• Your task:
All of the data should be reproduced word for word, though its pictures must be omitted.

• Data excerpts:
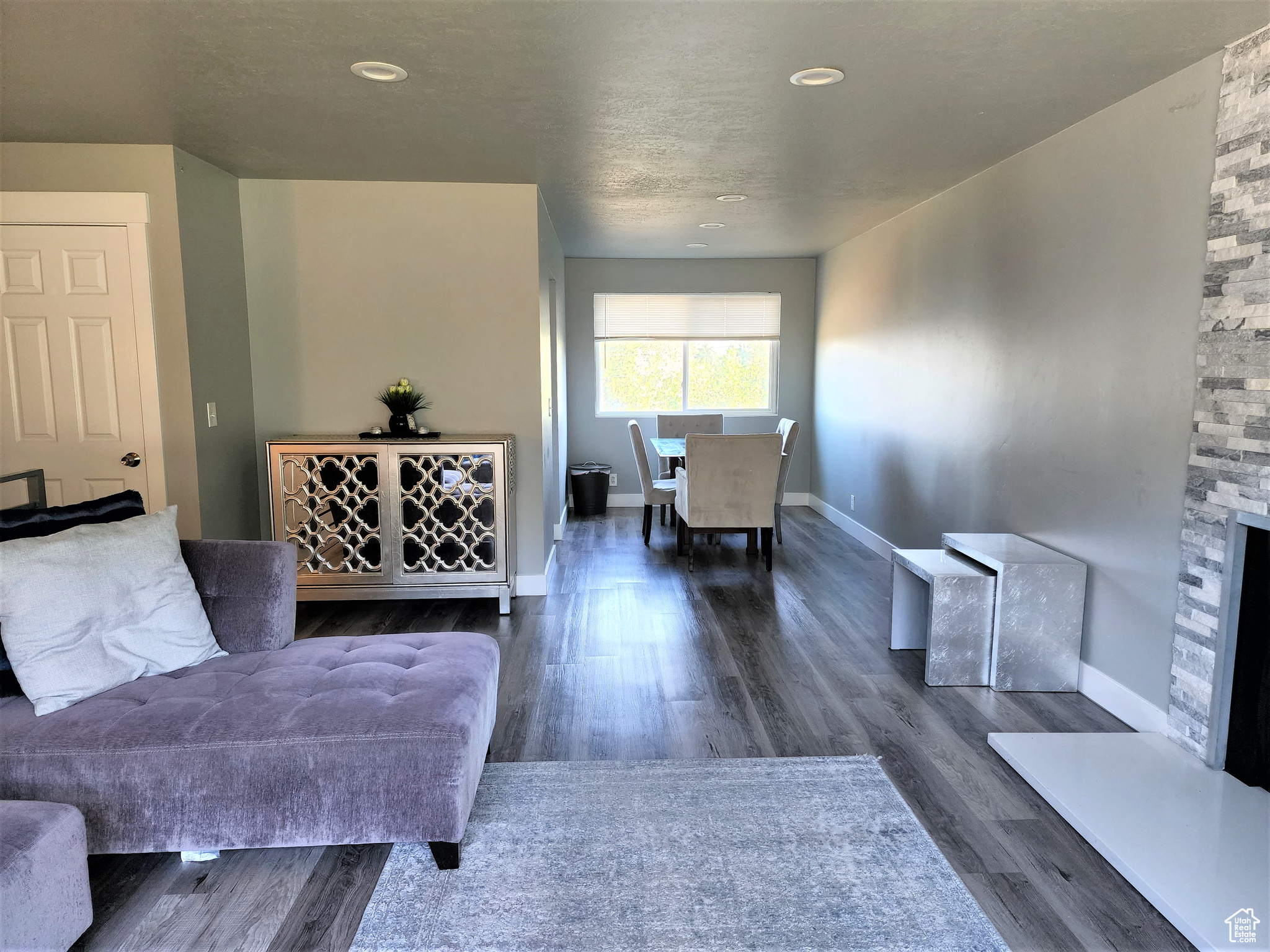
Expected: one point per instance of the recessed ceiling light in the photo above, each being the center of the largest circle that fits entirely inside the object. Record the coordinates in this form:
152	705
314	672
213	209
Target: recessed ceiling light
379	71
817	76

• Answer to the problem:
Expected: one point per instance of the recessed ceiling light in the photo above, each being the center of the largest circle that fits entirely inside the object. Record the coordinates in this form:
152	705
314	672
213	209
Target: recessed ceiling light
379	71
817	76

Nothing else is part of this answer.